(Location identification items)
^^^^^^^^^^^^^^^^

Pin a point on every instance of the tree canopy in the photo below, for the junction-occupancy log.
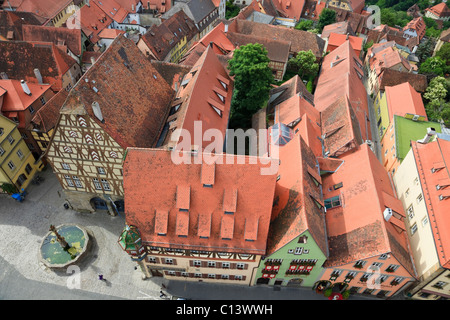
(253, 77)
(327, 16)
(305, 63)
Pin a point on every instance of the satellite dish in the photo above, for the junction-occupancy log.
(97, 111)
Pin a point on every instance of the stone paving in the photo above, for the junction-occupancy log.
(23, 226)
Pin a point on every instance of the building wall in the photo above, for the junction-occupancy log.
(409, 191)
(382, 112)
(16, 154)
(436, 288)
(296, 264)
(205, 266)
(375, 268)
(388, 148)
(86, 160)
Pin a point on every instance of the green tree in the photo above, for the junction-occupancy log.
(305, 64)
(437, 107)
(327, 16)
(304, 25)
(444, 52)
(433, 66)
(252, 79)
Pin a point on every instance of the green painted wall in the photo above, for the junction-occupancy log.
(287, 254)
(382, 112)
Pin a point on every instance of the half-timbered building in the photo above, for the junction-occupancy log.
(120, 102)
(198, 220)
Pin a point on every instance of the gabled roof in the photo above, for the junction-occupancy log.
(402, 99)
(113, 9)
(357, 228)
(287, 90)
(342, 27)
(341, 75)
(289, 8)
(336, 39)
(133, 97)
(92, 20)
(59, 36)
(46, 117)
(300, 40)
(46, 9)
(11, 23)
(16, 99)
(230, 214)
(340, 127)
(200, 99)
(160, 39)
(441, 10)
(297, 198)
(387, 58)
(417, 24)
(197, 10)
(18, 59)
(433, 161)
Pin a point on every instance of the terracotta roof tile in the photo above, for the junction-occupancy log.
(162, 38)
(70, 37)
(295, 209)
(351, 235)
(141, 96)
(18, 59)
(206, 216)
(436, 155)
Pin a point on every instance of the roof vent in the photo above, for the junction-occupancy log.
(25, 87)
(387, 214)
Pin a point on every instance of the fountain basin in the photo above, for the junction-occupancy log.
(53, 255)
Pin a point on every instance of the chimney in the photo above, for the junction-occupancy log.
(430, 133)
(38, 75)
(25, 87)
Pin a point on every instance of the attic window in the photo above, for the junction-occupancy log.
(221, 97)
(174, 109)
(332, 202)
(224, 85)
(219, 112)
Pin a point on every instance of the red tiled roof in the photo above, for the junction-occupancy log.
(199, 98)
(340, 76)
(335, 40)
(417, 24)
(441, 10)
(340, 129)
(295, 207)
(133, 97)
(18, 59)
(46, 117)
(93, 20)
(352, 235)
(160, 39)
(402, 99)
(152, 204)
(69, 37)
(436, 155)
(112, 9)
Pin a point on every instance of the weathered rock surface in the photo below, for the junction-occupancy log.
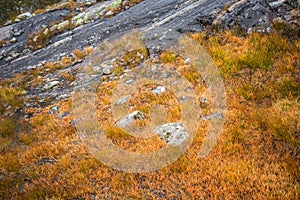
(92, 27)
(173, 133)
(183, 16)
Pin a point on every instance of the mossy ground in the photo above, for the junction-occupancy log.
(257, 155)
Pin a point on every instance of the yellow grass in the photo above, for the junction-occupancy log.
(256, 157)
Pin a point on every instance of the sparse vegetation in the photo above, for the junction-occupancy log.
(256, 155)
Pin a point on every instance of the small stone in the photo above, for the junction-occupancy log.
(203, 100)
(212, 116)
(35, 38)
(276, 3)
(122, 101)
(159, 89)
(53, 28)
(31, 67)
(96, 68)
(23, 16)
(46, 31)
(54, 110)
(173, 133)
(62, 115)
(109, 13)
(13, 40)
(107, 69)
(184, 98)
(8, 23)
(187, 61)
(45, 161)
(127, 120)
(61, 26)
(51, 85)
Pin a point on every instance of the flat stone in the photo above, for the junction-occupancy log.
(24, 16)
(62, 115)
(51, 85)
(109, 13)
(212, 116)
(54, 110)
(129, 119)
(107, 69)
(63, 25)
(173, 133)
(159, 89)
(122, 101)
(276, 4)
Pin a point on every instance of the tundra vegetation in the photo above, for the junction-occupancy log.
(257, 154)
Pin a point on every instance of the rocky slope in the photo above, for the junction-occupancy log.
(32, 41)
(97, 23)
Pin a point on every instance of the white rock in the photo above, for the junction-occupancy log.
(23, 16)
(127, 120)
(173, 133)
(51, 85)
(159, 89)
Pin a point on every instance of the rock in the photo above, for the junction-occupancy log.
(159, 89)
(51, 85)
(187, 61)
(212, 116)
(14, 54)
(35, 38)
(204, 100)
(276, 4)
(13, 40)
(62, 115)
(8, 23)
(17, 32)
(109, 13)
(97, 68)
(173, 133)
(54, 110)
(122, 101)
(184, 98)
(61, 26)
(107, 69)
(24, 16)
(53, 28)
(45, 161)
(46, 31)
(129, 119)
(5, 32)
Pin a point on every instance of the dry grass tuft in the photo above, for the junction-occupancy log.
(256, 155)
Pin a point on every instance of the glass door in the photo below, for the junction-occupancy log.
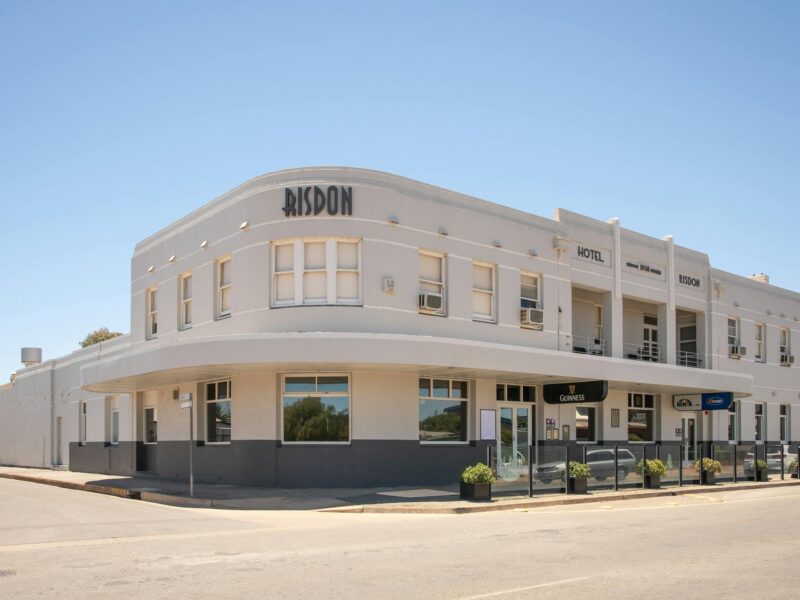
(689, 441)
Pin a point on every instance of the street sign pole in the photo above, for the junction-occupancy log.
(186, 402)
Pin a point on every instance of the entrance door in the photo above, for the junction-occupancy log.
(650, 338)
(58, 441)
(513, 441)
(689, 439)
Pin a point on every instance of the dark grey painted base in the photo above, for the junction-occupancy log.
(362, 463)
(100, 457)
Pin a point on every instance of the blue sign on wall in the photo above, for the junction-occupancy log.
(717, 400)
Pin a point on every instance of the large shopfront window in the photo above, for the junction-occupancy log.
(316, 408)
(218, 412)
(641, 417)
(443, 410)
(312, 271)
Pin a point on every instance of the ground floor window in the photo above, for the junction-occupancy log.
(150, 426)
(586, 423)
(641, 417)
(443, 410)
(316, 408)
(218, 412)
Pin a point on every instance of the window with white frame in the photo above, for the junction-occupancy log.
(223, 287)
(186, 301)
(311, 271)
(785, 423)
(82, 423)
(443, 407)
(151, 301)
(760, 340)
(432, 283)
(529, 291)
(115, 427)
(641, 417)
(784, 342)
(733, 332)
(759, 421)
(150, 425)
(218, 412)
(316, 408)
(483, 300)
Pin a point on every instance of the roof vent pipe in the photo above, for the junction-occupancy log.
(31, 356)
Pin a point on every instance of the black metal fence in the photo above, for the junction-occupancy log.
(619, 466)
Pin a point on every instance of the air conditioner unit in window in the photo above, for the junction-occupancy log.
(736, 351)
(531, 317)
(430, 301)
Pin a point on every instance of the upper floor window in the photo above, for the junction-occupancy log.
(483, 300)
(223, 287)
(152, 313)
(760, 340)
(784, 344)
(316, 408)
(218, 411)
(316, 272)
(432, 283)
(186, 301)
(733, 332)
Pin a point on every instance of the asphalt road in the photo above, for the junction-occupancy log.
(57, 543)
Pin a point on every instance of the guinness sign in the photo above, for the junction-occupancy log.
(575, 393)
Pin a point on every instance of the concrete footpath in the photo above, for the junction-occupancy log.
(430, 500)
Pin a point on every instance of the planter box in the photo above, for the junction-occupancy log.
(477, 492)
(709, 477)
(652, 482)
(577, 486)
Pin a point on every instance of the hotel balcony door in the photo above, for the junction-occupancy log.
(689, 441)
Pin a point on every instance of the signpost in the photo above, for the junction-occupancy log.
(186, 402)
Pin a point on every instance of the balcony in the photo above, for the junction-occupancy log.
(689, 359)
(648, 351)
(583, 344)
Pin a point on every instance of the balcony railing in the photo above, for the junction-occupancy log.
(689, 359)
(648, 352)
(584, 344)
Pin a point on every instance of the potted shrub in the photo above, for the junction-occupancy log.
(653, 470)
(579, 473)
(476, 483)
(761, 474)
(710, 468)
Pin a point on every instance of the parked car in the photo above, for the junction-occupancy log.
(600, 461)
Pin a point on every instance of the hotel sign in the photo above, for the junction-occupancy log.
(309, 200)
(712, 401)
(597, 256)
(575, 393)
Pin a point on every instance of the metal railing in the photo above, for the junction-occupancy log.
(689, 359)
(584, 344)
(649, 352)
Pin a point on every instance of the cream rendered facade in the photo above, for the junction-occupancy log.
(644, 314)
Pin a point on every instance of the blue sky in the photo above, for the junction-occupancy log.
(117, 118)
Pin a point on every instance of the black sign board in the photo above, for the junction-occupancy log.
(575, 393)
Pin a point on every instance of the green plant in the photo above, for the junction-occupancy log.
(709, 465)
(651, 467)
(479, 473)
(579, 470)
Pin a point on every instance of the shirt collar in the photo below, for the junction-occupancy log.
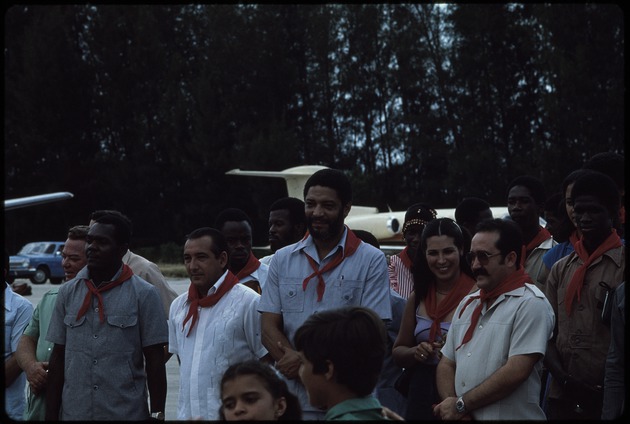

^^^^^^^^^^^^^^^^

Exercise details: Could you write out, word for word, the records from the line containing "Pin a point on every instance of the potted" through the end of the records, leaving the pictures out of your answer?

Answer to the task:
Pin a point on every instance of the potted shrub in the photo above, for the junction-occupancy log.
(653, 470)
(579, 473)
(476, 483)
(761, 474)
(710, 468)
Pin a point on every instance of the parked car in the photo above, for the junction-occupancy log.
(600, 461)
Pin a point on every instance of the hotel sign in the photo above, for the junction-occupancy log.
(309, 200)
(712, 401)
(597, 256)
(575, 393)
Pin a point on every instance of the metal railing in the photo above, for the junction-occupancy log.
(689, 359)
(584, 344)
(649, 352)
Pin a point on every instance of the cream rendered facade in the photo above, for the junction-occupancy log.
(644, 314)
Pin a point on every instance of the blue sky in the photo above, for the junction-occupancy log.
(117, 118)
Pin a point on every instance of the black sign board in the photo above, for the junction-occupancy log.
(575, 393)
Pin a point on every instance of the green plant in the photo above, for the junction-occupancy log.
(709, 465)
(651, 467)
(479, 473)
(579, 470)
Pin a point on every instance of the shirt collar in the photo below, for the junction-occupancy log.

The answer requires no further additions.